--- Reading passage ---

Overly active immune cells are often behind lung damage in diseases such as Covid-19. Researchers at the Technical University of Munich (TUM) have developed an RNA agent for a lung spray that slows the activity of these cells, known as macrophages. A new, sugar-based transport mechanism is especially effective in bringing the therapeutic to its target.
The team led by Stefan Engelhardt, Professor of Pharmacology and Toxicology, has developed an RNA-based active ingredient called RCS-21 to prevent severe lung inflammation and fibrosis, i.e. scarring of the lung tissue, for example in SARS-CoV2 infections.
In the cell, RCS-21 stops the activity of the molecule microRNA 21. This nucleic acid, which Engelhardt and his team have been researching for a long time, is one of the triggers for the excessive activity of macrophages in severe lung infections.

--- Provided records ---

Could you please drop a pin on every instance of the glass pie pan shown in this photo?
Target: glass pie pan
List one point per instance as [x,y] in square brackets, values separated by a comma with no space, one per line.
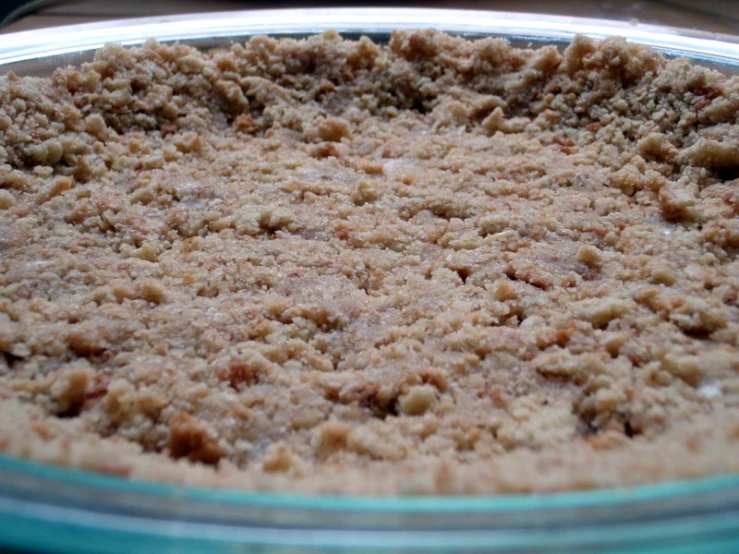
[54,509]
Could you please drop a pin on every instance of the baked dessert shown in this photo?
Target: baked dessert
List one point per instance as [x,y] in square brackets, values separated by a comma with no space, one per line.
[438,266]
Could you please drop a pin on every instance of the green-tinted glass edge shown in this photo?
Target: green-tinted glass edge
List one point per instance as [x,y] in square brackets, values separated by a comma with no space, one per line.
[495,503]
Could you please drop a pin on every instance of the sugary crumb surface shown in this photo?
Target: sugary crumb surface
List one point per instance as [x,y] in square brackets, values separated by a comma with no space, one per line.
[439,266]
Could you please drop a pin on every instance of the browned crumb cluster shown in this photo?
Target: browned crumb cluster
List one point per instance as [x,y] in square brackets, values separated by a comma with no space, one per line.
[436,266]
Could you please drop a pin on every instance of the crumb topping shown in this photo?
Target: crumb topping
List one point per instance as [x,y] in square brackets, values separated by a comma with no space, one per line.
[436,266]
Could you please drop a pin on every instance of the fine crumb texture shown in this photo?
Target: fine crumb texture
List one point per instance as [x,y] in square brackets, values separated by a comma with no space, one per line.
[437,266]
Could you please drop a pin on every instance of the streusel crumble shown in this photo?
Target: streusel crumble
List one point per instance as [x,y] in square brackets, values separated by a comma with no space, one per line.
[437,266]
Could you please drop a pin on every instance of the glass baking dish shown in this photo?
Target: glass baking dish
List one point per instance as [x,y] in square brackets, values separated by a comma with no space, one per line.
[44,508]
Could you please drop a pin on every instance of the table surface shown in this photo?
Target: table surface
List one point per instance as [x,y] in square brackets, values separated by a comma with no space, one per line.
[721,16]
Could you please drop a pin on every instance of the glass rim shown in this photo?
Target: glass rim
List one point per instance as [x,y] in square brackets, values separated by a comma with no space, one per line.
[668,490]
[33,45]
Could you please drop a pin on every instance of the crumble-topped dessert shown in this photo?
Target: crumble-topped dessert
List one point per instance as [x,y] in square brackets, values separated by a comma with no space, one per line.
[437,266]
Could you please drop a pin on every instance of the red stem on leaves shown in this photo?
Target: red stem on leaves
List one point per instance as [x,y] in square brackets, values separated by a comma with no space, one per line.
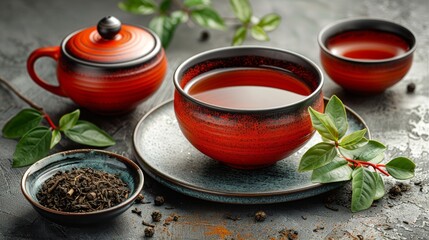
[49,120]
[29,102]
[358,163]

---
--- Provided records ---

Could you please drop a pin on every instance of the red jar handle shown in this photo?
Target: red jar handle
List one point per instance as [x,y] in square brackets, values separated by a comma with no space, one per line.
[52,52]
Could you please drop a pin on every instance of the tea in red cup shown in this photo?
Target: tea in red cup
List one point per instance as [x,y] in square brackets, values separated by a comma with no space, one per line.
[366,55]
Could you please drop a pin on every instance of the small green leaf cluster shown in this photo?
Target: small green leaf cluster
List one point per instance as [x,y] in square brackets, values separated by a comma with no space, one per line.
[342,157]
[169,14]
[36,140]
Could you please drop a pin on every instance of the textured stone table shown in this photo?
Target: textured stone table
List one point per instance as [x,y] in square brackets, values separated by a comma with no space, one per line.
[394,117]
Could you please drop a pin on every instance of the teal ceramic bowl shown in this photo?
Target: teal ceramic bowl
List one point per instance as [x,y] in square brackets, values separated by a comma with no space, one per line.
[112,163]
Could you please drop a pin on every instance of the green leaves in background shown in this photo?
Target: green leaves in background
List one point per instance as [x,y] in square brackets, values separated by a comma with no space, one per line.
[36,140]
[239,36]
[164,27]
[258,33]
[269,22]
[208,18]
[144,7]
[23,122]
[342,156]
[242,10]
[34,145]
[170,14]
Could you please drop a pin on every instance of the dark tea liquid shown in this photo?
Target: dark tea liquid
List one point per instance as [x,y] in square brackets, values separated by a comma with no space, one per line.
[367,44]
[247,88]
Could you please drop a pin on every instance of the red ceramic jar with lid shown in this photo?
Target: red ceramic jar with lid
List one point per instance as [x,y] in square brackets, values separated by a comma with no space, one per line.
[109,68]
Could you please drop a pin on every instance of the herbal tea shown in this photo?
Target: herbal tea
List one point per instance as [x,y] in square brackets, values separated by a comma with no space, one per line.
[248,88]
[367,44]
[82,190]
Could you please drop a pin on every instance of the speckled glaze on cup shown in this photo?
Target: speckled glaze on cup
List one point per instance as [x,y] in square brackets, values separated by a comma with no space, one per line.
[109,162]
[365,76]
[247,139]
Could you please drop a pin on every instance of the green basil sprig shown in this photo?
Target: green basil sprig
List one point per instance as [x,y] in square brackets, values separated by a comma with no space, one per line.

---

How to complete this task
Please decide whether each statement agrees with the passage on the lung spray, and answer yes or no, quoting the deciding words: 1. RCS-21 was developed by a team led by a professor of pharmacology and toxicology. 2. The new transport mechanism for the therapeutic is protein-based. 3. RCS-21 increases the activity of microRNA 21. The records are separate material with no connection to the passage on the lung spray.

Solution for this exercise
1. Yes: "The team led by Stefan Engelhardt, Professor of Pharmacology and Toxicology, has developed an RNA-based active ingredient called RCS-21"
2. No: "A new, sugar-based transport mechanism"
3. No: "RCS-21 stops the activity of the molecule microRNA 21."